## [What you need to do]
Reproduce the entries below, from the line with "Target: chair leg" through the end of the entries, replacing "instance" with "occurrence" and leaving everything else unchanged.

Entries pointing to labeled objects
════════════════

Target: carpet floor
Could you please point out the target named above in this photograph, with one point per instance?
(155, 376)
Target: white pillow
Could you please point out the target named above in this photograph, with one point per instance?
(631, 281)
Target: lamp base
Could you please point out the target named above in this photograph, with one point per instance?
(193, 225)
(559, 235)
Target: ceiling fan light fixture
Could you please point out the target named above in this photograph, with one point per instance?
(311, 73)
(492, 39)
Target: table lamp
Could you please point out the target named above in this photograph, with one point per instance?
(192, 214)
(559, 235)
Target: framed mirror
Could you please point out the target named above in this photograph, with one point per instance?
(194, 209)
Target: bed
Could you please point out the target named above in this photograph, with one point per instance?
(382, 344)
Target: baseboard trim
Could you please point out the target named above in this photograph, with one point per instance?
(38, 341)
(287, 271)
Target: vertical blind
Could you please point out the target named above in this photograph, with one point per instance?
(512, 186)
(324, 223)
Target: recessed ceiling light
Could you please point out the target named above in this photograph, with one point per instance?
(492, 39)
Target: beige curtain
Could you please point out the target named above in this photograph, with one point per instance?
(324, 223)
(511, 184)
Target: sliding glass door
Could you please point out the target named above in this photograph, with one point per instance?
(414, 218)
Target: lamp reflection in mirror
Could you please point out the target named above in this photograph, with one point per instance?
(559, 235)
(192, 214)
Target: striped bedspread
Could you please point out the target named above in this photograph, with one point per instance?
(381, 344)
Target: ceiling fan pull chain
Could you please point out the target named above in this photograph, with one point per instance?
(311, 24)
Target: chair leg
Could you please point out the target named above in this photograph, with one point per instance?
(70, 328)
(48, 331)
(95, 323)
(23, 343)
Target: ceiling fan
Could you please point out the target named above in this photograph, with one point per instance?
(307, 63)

════════════════

## [Task output]
Target: chair leg
Could you please point out the target named above in this photograph, with one point per occurrence?
(70, 328)
(48, 331)
(95, 323)
(23, 343)
Target: ceiling fan
Could you please point out the target named above in this photograph, with one point per occurrence?
(307, 63)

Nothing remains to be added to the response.